Exercise details:
Copy out every line of the material below word for word, leaving out the pictures.

— Start of Input rows —

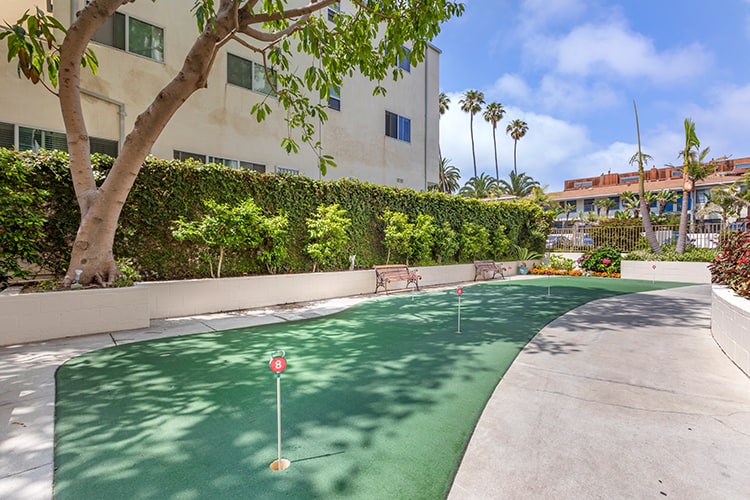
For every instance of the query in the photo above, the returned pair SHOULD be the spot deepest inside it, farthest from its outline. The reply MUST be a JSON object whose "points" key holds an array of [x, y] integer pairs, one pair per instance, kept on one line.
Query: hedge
{"points": [[166, 190]]}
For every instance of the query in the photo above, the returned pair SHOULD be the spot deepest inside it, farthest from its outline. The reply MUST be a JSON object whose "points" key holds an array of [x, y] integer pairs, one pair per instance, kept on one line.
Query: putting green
{"points": [[378, 401]]}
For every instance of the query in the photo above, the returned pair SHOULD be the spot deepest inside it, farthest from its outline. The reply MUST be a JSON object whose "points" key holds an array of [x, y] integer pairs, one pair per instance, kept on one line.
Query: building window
{"points": [[218, 160], [132, 35], [185, 156], [404, 62], [227, 162], [397, 127], [250, 75], [7, 135], [36, 139], [287, 171], [334, 100], [258, 167]]}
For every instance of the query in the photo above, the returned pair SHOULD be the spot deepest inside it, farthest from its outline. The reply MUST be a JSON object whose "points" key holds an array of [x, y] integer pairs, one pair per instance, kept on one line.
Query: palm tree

— End of Input rows —

Task response:
For every instance of the query in the photo above, the returned pair SHOULD be the spot deepest inside it, farthest from its outline. The reply MUST be a JSON object whose "points" key holds an array of [x, y] integer pairs, one pair per instance, kept on one line.
Query: hedge
{"points": [[166, 190]]}
For every instance of the query in the photo above, the returned pair SHOULD be the spot deepest inside it, farthest from its outline. The reply MUST be a JSON object whose "points" key holds an array of [x, y] integer pairs, one pair per instance, kept on one line.
Query: putting green
{"points": [[378, 401]]}
For every instance of the query in the photo above, the returned pair SHOULD be the spot deepest inside it, farthest from its outline. The reply MUST be a JSON object whose "points" key holds an array of [x, y] integer pairs, one pair per instance, kept on one line.
Query: building window
{"points": [[218, 160], [132, 35], [185, 156], [404, 62], [227, 162], [397, 127], [250, 75], [7, 135], [36, 139], [287, 171], [334, 100], [258, 167]]}
For every instance of the query in the photo above, the returned pair SHOULD be the spot deepest inside it, farthest from its outline. The reply MUST be a JSON object whose "points" key holds an array of [x, y] integer pairs, one pair per instance, kept on one line.
Query: palm tree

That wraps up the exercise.